* [EXERCISE DIRECTIONS] Repeat, without any change, the entries presented below.

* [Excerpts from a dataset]

§

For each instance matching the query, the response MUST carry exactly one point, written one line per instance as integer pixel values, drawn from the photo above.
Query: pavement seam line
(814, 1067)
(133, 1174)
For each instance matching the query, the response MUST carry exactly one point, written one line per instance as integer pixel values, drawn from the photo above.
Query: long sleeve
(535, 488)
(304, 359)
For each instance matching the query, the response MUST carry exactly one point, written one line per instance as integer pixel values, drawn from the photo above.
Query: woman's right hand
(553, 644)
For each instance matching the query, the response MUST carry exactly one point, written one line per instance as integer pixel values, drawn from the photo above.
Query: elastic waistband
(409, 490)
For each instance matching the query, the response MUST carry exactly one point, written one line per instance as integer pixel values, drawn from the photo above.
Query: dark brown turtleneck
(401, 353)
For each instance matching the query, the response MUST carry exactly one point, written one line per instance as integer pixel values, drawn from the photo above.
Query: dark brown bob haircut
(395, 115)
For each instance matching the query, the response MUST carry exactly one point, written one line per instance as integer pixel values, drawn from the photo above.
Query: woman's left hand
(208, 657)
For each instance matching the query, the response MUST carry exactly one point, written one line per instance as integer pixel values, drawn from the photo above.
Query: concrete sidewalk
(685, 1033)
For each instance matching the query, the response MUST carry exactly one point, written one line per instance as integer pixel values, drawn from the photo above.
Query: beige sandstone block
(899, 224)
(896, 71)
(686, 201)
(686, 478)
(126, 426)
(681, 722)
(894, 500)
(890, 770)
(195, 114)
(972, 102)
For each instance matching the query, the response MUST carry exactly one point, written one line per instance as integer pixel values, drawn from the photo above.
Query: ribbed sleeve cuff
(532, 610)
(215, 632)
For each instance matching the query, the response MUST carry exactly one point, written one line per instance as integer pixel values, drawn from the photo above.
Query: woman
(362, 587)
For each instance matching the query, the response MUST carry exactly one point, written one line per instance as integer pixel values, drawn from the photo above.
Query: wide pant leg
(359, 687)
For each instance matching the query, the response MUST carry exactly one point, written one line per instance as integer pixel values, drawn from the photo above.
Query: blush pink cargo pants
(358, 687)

§

* [TASK RESULT]
For each instance matching the query, the response MUST carry exactly one point, written one line per instance as integer pixel values, drawn from the photo above.
Query: pavement seam line
(814, 1067)
(133, 1174)
For each instance matching the query, the response MUST carry exactly one point, written one line per instance as integer pixel values, drawn from the photo above.
Query: long sleeve
(535, 488)
(304, 359)
For each instance matching the query, the response MUST carry exactly one point, written one line per instance as integer pixel values, drawn from the photo above.
Query: woman's right hand
(553, 644)
For each instance matching the query, the response MUST carry exactly one point, written one line per instance as integer pixel values, drawn from the photo above.
Query: elastic waistband
(409, 490)
For each instance matching the query, the response MUST carry exactly one point, written one line per instance as integer pixel values, drawn from the photo above.
Query: dark brown turtleneck
(401, 353)
For each instance matching the query, the response MUST carry exactly one point, written one line per instance as integer pixel values, drawn from the photo above.
Query: dark brown bob haircut
(395, 115)
For each instance matching the query, the response MUST carry exactly one point, written one line per instance as integer pixel values, drawn from the photo above.
Query: woman's left hand
(208, 657)
For each instance matching the query, the response MUST carry exactly one point, written one line per instance as integer pixel values, drawn from the photo above.
Query: concrete sidewalk
(685, 1033)
For each instance matching the query, the response MUST carry exactly one point, written one line per instance as integer pixel values, drawn from the photo above.
Query: beige sandstone block
(899, 224)
(896, 71)
(686, 201)
(686, 478)
(126, 426)
(681, 722)
(894, 500)
(890, 770)
(195, 114)
(972, 102)
For each instance matching the query, the response MUST carry exactly one point, written one line per instance as integer pixel values, drawn from the photo above.
Query: ribbed sleeve cuff
(532, 610)
(215, 632)
For each instance matching the query, the response MUST carry exactly one point, written one line per instance as integer pixel values, drawn from the photo above.
Query: woman
(362, 587)
For each instance matching the query, the response MUST carry exactly one point, written one line per instance as integer pixel values, drawn from the photo above.
Query: wide pant leg
(359, 687)
For each instance matching the query, the response MUST carry exactly one point, written one line per instance as integer pixel values, drawn from the photo above.
Query: blush pink cargo pants
(358, 687)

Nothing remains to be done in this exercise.